Excerpts of pointing data
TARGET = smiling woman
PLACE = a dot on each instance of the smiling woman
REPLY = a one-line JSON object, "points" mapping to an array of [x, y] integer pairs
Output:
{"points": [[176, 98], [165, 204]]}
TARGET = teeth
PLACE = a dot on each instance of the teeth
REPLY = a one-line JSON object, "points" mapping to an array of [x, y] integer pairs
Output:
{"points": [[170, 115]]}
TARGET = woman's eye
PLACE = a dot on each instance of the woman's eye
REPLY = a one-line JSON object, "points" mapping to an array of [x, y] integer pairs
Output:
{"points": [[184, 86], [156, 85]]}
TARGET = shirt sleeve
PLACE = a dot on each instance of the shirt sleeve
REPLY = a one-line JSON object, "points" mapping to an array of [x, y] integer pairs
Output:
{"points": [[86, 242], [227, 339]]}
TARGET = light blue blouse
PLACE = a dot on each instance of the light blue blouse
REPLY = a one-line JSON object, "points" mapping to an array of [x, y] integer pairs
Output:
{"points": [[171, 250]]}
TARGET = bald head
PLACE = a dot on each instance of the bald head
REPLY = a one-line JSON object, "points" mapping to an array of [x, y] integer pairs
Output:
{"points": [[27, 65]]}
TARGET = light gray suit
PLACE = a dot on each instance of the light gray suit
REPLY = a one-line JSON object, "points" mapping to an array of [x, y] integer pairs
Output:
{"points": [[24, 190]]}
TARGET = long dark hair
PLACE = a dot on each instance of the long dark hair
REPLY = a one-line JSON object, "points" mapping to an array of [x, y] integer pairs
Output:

» EXERCISE: Switch every "a dot" in the rows above to "a marker", keeping everything else the same.

» SOLUTION TO THIS EXERCISE:
TARGET = smiling woman
PLACE = a marker on each instance of the smiling woman
REPLY = a one-line JSON object, "points" mapping to an array of [x, y] integer pairs
Output:
{"points": [[176, 98], [165, 204]]}
TARGET = teeth
PLACE = a marker on each instance of the teeth
REPLY = a one-line JSON object, "points" mapping to an array of [x, y] integer pairs
Output:
{"points": [[170, 115]]}
TARGET = woman's eye
PLACE = a marker on each instance of the woman's eye
REPLY = a one-line JSON object, "points" mapping to an array of [x, y] integer pairs
Output:
{"points": [[184, 86], [156, 85]]}
TARGET = shirt sleeve
PLACE = a marker on each instance of the shirt sleeve
REPLY = a one-line JSON object, "points" mapping to an array of [x, y] integer pairs
Output:
{"points": [[86, 242], [227, 339]]}
TARGET = light blue blouse
PLACE = a marker on each instance of the light blue blouse
REPLY = a one-line JSON object, "points" mapping to an array of [x, y] integer pairs
Output:
{"points": [[171, 250]]}
TARGET = bald head
PLACE = a marker on each instance of the bald head
REPLY = a one-line JSON object, "points" mapping to an array of [x, y] integer pairs
Output:
{"points": [[27, 65]]}
TARGET = light gray suit
PLACE = a marker on each instance of the light gray suit
REPLY = a one-line JSON object, "points" mapping to an array of [x, y] integer pairs
Output:
{"points": [[24, 190]]}
TARGET = long dark hair
PLACE = a marker on each instance of the long dark hair
REPLY = a one-line JSON object, "points" mapping to an array of [x, y] integer pairs
Output:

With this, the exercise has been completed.